▶ _SOURCE RECORDS_

· · · ·

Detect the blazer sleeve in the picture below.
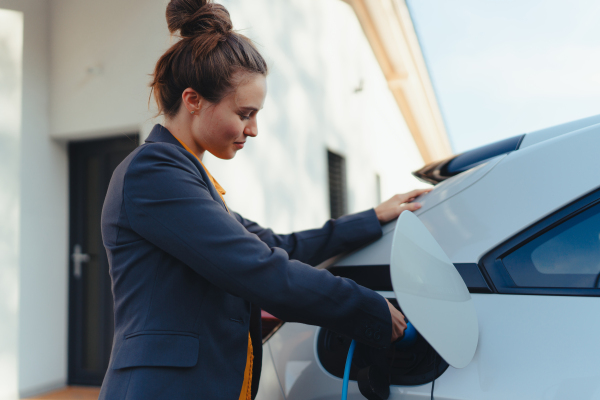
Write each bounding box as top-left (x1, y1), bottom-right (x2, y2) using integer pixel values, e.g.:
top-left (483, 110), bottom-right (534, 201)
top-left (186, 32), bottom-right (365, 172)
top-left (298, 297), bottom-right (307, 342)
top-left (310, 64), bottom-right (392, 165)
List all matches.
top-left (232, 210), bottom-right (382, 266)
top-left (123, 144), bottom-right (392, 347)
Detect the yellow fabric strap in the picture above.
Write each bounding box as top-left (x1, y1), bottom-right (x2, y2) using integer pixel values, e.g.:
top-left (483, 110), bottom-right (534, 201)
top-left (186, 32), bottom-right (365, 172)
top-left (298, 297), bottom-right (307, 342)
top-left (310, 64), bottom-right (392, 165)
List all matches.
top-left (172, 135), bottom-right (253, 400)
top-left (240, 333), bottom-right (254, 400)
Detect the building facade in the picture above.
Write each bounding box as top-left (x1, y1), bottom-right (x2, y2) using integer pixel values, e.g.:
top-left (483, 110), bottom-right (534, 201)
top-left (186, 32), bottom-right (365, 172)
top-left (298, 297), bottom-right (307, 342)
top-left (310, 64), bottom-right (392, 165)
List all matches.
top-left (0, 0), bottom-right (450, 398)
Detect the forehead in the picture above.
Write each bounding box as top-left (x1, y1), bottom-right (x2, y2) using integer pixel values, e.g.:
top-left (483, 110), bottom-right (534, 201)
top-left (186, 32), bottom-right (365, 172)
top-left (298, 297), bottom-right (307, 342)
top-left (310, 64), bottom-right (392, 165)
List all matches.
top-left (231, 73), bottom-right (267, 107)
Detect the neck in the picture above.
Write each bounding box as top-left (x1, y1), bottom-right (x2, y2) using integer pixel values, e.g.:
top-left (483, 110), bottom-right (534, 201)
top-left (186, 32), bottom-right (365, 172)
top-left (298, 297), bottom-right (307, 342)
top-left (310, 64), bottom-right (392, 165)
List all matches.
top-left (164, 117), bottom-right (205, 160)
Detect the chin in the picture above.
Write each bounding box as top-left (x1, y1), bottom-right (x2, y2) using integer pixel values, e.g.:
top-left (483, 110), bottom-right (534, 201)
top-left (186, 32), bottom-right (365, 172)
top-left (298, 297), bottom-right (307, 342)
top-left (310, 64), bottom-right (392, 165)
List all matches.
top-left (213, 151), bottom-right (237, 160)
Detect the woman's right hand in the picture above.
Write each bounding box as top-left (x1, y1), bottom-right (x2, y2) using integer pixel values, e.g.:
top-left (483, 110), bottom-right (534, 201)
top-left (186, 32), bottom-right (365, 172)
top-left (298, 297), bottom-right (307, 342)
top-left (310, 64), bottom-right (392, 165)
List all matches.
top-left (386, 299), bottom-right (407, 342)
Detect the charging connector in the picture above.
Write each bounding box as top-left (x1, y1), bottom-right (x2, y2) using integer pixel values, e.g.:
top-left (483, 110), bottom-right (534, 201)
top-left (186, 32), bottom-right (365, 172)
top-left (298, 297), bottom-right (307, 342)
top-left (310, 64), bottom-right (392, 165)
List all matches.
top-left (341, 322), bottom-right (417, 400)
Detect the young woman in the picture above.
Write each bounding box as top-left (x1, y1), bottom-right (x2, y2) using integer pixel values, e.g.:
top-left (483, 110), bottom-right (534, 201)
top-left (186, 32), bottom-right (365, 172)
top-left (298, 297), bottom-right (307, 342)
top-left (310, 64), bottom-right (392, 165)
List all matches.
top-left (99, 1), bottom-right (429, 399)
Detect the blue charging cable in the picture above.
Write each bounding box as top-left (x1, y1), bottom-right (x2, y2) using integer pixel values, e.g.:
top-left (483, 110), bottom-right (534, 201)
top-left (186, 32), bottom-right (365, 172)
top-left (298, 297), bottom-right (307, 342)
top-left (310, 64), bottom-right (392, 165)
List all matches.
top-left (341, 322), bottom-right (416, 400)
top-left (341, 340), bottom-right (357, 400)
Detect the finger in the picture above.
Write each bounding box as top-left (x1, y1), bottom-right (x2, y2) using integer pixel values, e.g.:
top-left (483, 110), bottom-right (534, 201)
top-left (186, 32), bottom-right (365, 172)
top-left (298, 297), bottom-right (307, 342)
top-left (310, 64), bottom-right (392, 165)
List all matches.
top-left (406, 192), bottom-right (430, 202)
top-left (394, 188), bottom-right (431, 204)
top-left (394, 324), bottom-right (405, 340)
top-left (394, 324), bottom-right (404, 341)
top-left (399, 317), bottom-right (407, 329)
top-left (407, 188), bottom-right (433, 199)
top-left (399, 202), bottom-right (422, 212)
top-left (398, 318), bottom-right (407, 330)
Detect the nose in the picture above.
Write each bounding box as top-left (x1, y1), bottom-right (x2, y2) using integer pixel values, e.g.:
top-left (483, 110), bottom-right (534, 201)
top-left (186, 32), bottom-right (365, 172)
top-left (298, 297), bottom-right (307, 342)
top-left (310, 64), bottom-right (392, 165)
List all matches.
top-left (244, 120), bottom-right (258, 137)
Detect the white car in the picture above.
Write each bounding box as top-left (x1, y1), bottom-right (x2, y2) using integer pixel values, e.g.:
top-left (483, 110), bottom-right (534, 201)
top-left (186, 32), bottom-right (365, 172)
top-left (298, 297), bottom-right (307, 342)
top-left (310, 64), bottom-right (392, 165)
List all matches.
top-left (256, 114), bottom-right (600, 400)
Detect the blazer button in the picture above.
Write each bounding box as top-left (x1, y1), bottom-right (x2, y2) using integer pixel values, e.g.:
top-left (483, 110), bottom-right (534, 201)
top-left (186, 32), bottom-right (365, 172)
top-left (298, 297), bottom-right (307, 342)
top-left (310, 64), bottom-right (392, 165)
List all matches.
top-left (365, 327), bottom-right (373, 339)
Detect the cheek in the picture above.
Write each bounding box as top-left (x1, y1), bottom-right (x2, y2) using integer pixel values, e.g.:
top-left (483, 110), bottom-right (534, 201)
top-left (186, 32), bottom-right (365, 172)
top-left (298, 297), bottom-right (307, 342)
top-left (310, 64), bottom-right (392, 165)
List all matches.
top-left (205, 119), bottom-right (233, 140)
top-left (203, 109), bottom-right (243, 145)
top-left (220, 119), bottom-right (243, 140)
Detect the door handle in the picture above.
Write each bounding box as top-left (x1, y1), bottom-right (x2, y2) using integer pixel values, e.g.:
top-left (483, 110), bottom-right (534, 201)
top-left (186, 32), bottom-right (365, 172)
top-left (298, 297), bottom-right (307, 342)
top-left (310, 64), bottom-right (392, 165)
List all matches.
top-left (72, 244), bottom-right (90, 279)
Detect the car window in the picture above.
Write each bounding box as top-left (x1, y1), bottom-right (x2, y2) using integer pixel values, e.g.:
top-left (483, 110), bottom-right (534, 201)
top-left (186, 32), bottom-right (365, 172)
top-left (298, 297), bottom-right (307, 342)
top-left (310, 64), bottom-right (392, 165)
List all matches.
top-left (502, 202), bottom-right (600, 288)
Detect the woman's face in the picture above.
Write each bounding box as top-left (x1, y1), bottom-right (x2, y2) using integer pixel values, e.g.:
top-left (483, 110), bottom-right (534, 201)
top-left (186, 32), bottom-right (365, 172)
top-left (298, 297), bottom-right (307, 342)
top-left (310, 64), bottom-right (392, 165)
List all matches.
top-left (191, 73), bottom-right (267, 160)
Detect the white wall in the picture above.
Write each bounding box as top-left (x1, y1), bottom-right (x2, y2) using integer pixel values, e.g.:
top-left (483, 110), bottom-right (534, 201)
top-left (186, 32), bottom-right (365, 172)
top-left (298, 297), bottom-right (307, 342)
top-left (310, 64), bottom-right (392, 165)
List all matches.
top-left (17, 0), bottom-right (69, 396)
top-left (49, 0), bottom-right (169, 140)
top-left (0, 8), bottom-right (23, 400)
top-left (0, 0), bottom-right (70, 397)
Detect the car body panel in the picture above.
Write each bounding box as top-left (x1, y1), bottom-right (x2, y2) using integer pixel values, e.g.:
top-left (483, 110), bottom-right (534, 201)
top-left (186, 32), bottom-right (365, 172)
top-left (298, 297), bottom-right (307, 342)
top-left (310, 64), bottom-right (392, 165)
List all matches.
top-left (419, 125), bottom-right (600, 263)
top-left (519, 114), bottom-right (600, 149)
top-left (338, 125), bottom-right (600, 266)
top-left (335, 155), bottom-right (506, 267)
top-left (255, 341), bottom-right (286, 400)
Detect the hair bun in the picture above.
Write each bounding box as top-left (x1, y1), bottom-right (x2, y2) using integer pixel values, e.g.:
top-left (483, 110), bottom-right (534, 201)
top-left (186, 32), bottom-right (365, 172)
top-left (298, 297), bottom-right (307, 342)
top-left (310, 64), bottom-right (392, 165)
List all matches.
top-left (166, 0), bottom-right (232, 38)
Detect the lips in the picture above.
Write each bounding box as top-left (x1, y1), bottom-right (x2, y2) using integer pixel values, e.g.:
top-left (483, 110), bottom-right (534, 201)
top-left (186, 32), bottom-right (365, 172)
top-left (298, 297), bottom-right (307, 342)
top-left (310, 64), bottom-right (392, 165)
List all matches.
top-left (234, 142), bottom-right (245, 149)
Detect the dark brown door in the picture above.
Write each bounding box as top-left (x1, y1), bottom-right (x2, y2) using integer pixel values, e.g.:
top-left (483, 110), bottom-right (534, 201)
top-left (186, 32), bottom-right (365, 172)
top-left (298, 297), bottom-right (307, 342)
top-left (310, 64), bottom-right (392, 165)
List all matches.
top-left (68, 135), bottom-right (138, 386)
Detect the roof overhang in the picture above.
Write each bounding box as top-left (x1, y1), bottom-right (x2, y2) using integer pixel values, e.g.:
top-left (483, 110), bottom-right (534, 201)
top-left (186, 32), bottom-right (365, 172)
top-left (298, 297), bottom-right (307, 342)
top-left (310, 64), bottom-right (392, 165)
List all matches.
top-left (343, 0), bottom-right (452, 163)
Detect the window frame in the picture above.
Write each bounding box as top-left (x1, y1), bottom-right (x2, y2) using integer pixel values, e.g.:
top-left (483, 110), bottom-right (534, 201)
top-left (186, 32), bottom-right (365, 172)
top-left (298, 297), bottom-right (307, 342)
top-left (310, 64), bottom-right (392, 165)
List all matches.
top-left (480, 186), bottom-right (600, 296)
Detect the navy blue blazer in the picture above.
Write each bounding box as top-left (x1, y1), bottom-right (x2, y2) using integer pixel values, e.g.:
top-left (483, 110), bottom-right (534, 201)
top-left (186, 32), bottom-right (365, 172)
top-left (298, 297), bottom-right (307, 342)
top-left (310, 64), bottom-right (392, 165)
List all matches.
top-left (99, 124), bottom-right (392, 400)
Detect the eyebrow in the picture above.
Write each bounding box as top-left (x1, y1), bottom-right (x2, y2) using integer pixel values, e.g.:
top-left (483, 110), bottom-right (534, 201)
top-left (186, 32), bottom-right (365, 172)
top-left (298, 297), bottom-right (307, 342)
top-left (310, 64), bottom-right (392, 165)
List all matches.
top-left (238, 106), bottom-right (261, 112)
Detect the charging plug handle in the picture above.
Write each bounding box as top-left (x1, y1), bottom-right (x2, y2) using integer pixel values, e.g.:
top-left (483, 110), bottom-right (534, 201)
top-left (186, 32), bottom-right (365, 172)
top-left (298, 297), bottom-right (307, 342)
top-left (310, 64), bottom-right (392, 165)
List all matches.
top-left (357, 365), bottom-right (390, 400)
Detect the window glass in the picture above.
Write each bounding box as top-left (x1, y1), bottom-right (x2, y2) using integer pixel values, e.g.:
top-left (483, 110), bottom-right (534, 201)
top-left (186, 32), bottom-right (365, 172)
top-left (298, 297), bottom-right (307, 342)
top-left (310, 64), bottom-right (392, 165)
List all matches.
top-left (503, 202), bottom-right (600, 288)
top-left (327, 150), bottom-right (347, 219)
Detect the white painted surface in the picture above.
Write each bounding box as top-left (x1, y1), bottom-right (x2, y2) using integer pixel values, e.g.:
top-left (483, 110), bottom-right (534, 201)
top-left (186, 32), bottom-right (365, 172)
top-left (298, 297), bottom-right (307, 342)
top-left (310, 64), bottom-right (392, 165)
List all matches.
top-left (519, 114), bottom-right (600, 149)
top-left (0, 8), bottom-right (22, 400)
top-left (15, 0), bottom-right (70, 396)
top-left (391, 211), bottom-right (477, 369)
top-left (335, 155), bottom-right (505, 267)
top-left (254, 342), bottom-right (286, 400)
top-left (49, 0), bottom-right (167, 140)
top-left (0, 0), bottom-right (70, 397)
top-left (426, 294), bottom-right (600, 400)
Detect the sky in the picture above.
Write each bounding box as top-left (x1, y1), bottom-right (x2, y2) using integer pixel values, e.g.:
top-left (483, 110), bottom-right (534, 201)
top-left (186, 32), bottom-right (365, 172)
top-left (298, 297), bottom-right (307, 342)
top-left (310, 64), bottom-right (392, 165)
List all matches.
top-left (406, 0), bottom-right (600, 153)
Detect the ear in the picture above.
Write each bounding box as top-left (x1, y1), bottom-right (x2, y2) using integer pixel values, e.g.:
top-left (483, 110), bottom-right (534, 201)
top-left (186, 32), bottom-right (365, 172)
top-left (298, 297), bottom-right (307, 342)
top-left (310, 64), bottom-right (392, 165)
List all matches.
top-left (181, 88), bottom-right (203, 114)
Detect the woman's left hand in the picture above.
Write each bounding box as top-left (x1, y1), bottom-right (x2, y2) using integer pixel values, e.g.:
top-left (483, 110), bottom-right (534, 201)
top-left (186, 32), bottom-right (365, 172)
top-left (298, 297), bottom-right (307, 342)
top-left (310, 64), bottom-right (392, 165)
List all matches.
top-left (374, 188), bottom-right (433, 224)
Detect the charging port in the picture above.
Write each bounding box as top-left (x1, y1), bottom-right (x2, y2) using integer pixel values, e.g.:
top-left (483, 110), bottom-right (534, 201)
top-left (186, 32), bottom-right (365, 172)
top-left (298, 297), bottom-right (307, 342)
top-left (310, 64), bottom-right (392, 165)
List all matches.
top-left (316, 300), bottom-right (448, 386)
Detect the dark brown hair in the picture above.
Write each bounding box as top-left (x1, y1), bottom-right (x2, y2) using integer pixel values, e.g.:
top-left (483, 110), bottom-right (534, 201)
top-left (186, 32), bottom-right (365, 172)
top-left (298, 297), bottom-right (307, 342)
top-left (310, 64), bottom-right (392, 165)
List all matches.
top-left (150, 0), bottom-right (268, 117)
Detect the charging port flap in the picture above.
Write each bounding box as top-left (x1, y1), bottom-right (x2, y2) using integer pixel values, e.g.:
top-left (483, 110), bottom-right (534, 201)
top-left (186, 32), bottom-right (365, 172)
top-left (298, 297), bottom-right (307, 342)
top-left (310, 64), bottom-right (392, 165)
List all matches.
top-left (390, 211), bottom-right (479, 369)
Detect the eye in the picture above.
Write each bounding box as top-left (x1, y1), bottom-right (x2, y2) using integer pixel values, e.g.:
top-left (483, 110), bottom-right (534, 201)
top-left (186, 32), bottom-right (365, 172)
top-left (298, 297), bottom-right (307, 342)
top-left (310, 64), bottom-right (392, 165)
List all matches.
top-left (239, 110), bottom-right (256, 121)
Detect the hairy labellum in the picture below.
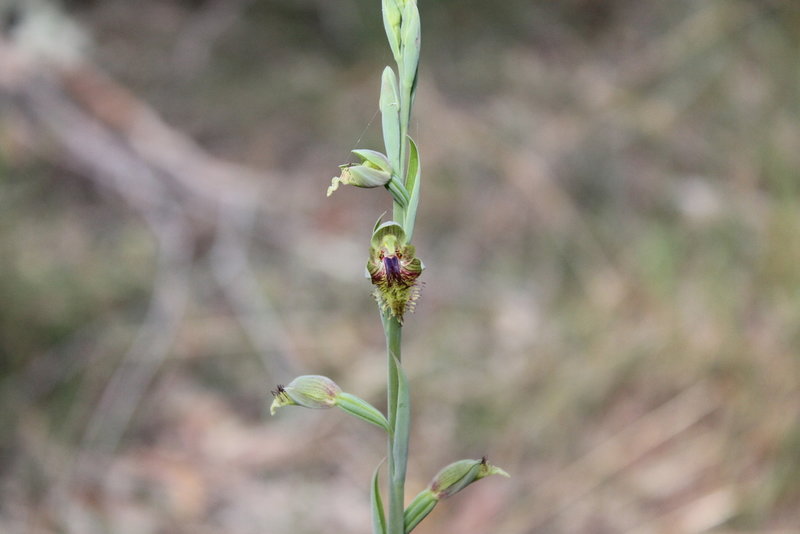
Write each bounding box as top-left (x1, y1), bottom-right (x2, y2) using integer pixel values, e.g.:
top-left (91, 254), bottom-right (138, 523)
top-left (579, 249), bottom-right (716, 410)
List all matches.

· · · ·

▶ _WHAT YOU WILL DO_
Repeat verbatim the lines between the start of the data and the line containing "Detect the building", both ends included, omitting all pictures.

▶ _SOLUTION_
Detect the blazer sleeve in the picture below.
Write each bounding box as top-left (x1, y1), bottom-right (x2, y2) using integer pixel values, e.g.:
top-left (483, 110), bottom-right (534, 201)
top-left (186, 32), bottom-right (365, 172)
top-left (298, 297), bottom-right (307, 342)
top-left (310, 64), bottom-right (392, 165)
List all matches.
top-left (232, 210), bottom-right (382, 266)
top-left (123, 144), bottom-right (392, 347)
Detect the yellow fabric strap in the picture above.
Write each bounding box as top-left (x1, y1), bottom-right (x2, y2) using integer pixel values, e.g.:
top-left (483, 110), bottom-right (534, 201)
top-left (186, 32), bottom-right (365, 172)
top-left (298, 297), bottom-right (307, 342)
top-left (310, 64), bottom-right (392, 165)
List all matches.
top-left (172, 135), bottom-right (253, 400)
top-left (240, 333), bottom-right (254, 400)
Detect the building facade in the picture above.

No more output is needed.